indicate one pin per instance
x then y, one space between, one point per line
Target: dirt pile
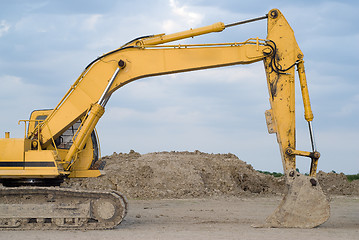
180 175
194 174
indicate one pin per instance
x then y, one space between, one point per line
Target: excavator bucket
304 205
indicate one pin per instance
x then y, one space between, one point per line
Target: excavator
62 142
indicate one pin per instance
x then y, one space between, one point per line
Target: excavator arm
305 204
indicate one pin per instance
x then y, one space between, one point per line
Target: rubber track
38 197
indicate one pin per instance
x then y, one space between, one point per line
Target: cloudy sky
46 44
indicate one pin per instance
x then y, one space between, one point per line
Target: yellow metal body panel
13 148
18 161
84 173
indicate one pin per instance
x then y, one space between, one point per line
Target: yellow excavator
62 142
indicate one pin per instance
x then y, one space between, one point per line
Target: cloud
91 21
183 17
4 27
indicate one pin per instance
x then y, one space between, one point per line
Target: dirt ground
195 195
214 218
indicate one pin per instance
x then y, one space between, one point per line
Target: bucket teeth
304 205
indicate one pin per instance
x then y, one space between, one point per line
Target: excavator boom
84 104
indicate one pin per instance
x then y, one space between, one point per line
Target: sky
45 46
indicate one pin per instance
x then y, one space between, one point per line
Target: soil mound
194 174
180 175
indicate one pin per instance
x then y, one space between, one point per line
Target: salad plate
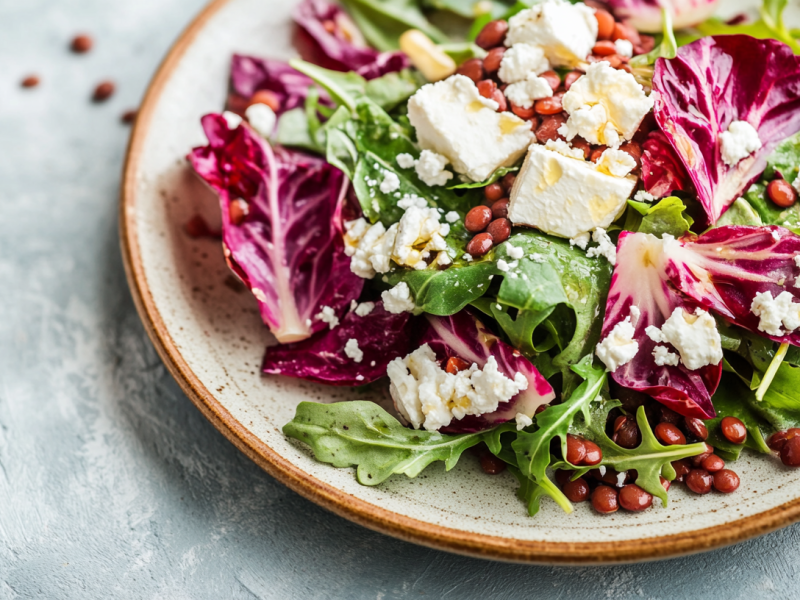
208 329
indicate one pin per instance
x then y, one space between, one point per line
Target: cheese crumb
694 336
352 350
738 142
398 299
619 347
605 106
775 313
522 60
327 315
405 160
606 246
429 397
663 357
431 168
390 183
363 309
261 118
523 421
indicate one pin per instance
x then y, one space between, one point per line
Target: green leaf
733 399
363 435
533 449
667 216
649 459
383 21
500 172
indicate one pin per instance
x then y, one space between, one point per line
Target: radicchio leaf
645 15
250 75
327 37
714 82
463 336
640 280
726 267
286 242
662 169
381 336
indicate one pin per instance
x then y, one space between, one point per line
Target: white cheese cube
452 119
567 32
565 196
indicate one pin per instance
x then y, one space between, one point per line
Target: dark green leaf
363 435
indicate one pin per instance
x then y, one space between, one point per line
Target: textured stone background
112 485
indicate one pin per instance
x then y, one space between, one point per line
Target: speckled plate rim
346 505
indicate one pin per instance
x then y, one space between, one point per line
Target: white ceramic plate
208 332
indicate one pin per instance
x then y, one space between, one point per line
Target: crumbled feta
514 252
451 118
419 234
605 106
776 313
663 356
390 183
398 299
369 246
405 160
738 142
564 149
431 168
363 309
523 421
352 350
261 118
624 48
522 60
524 93
642 196
566 197
615 162
427 396
694 336
619 347
567 32
328 315
232 119
581 240
605 248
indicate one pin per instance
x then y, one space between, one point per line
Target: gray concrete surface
112 485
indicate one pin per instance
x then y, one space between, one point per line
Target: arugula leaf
383 21
500 172
667 216
729 402
533 449
650 459
362 434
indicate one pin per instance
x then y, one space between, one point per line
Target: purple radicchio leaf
288 86
645 15
381 337
712 83
328 37
724 269
281 227
461 335
640 280
662 170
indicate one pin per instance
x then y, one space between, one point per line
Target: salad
562 236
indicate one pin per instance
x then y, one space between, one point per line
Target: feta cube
738 142
452 119
605 106
522 60
567 32
565 196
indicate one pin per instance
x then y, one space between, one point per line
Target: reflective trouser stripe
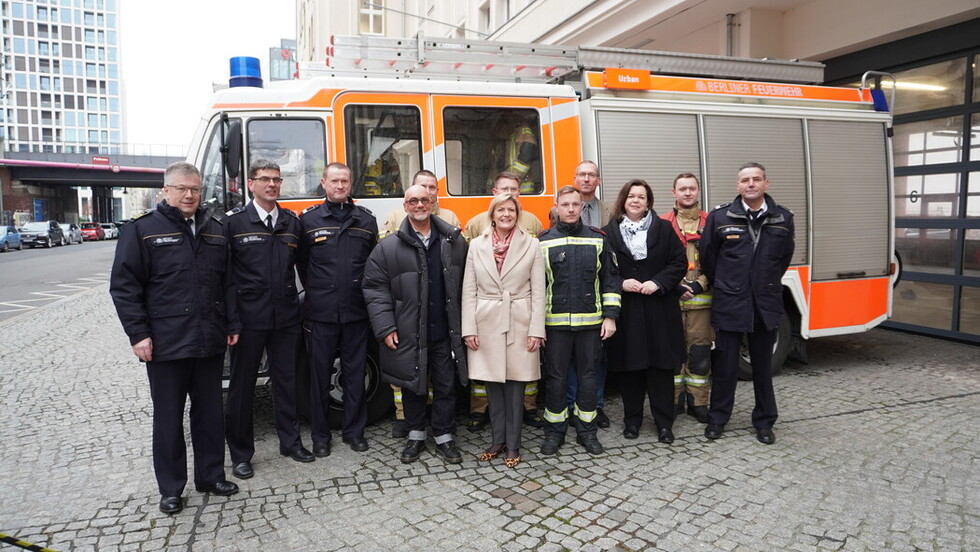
585 416
573 319
697 381
554 418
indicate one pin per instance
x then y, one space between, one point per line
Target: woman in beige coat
503 320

• • • •

Objective: Each line of the material must be retyped exactly, except that images are omitted.

Solution to the exercise:
indicate one pin per instance
x then y, one space between, one point per line
Target: dirt pile
180 175
194 174
indicate one pin per instance
x then y, one space between, one point per line
Target: excavator bucket
304 205
indicate one pin per instance
x then y, one space between, one point per line
Target: excavator
62 142
indicate one pin per instance
x then y, one space between, one point per line
Target: excavator arm
305 204
indicate one pin per instance
x then y, one space between, one point per line
Target: rubber track
38 197
indicate one pin per instance
x then y, one space between, one point per line
Target: cloudy sky
46 44
indicate one pin per instance
x then y, one space between, one point per line
Target: yellow metal body panel
13 148
18 161
84 173
indicate one pin per instance
x then y, one space between, one point per line
Target: yellow excavator
62 142
indicate one pin per instance
x then y, one space between, one point per line
Target: cloud
91 21
183 17
4 27
indicate one pin per instance
x then y, one space between, one point per line
Target: dirt ground
195 195
214 218
indicate one pin per instance
x then y, one space between, one point per line
Target: bucket teeth
304 205
indicate one pin per instance
x then y, one space between, one point per line
Target: excavator boom
84 104
indicate one pin per instance
x then y, one space between, one point per line
Target: sky
45 46
indicate one pin per instance
x then y, one space between, one point per line
Target: soil mound
194 174
180 175
indicate one pin per instance
x then y, one space between, one point per line
Target: salad plate
208 329
indicate one pin per instance
x then y, one space between, one point per line
Target: cheese crumb
694 336
352 350
738 142
398 299
619 347
605 106
775 313
522 60
327 315
405 160
606 246
429 397
663 357
431 168
390 183
363 309
261 118
523 421
indicate one pin per instance
x then y, one space between, one point per line
Target: green leaf
733 399
363 435
533 449
667 216
649 459
383 21
500 172
indicate one pin per instance
x then y, one space between, one point per line
Target: radicchio leaf
645 15
250 75
327 37
714 82
463 336
640 280
726 267
286 242
662 169
381 336
indicate one pin per instance
x then y, one space between, one point per line
Target: white cheese cube
452 119
567 32
565 196
indicate one pin per instance
x then y, one space between, one point per line
Target: dark green leaf
363 435
indicate one pin per instance
x then y, one space between, one point per line
Target: textured stone background
112 485
indicate one pin per instance
x then y, one space between, one point per line
Target: speckled plate rim
346 505
indicate one pin per instance
x then y, one space between, one point per line
Target: white ceramic plate
208 332
indicate one pin per instance
x then y, one space between, one point per line
Target: crumbled feta
514 252
451 118
419 234
605 106
776 313
663 356
390 183
398 299
369 246
405 160
738 142
564 149
431 168
363 309
523 421
352 350
261 118
624 48
522 60
524 93
642 196
566 197
615 162
427 396
694 336
619 347
567 32
328 315
232 119
581 240
605 248
indicate one pin per instance
x then y, one space between, one point per line
Target: gray concrete surface
112 485
indicate one pin per instance
x then y, one space between, one point per line
Target: arugula leaf
383 21
500 172
667 216
729 402
533 449
650 459
362 434
indicate one pin per instance
x then y, one space between, one point per line
Target: purple radicchio leaf
288 86
645 15
381 337
712 83
328 37
724 269
281 227
461 335
640 280
662 170
indicate one pin per instance
x then y, one space between, one point per line
Target: salad
562 236
indicate one pin per instance
x then y, one space between, one point per line
Target: feta cube
738 142
452 119
605 106
522 60
567 32
565 196
indicate one pin per instance
x then y, one space between, one point per line
Target: reflective trouser stripe
585 416
573 319
697 381
554 418
indicate one pin per instance
x then y, one space between, one point per line
Target: woman in beige coat
503 320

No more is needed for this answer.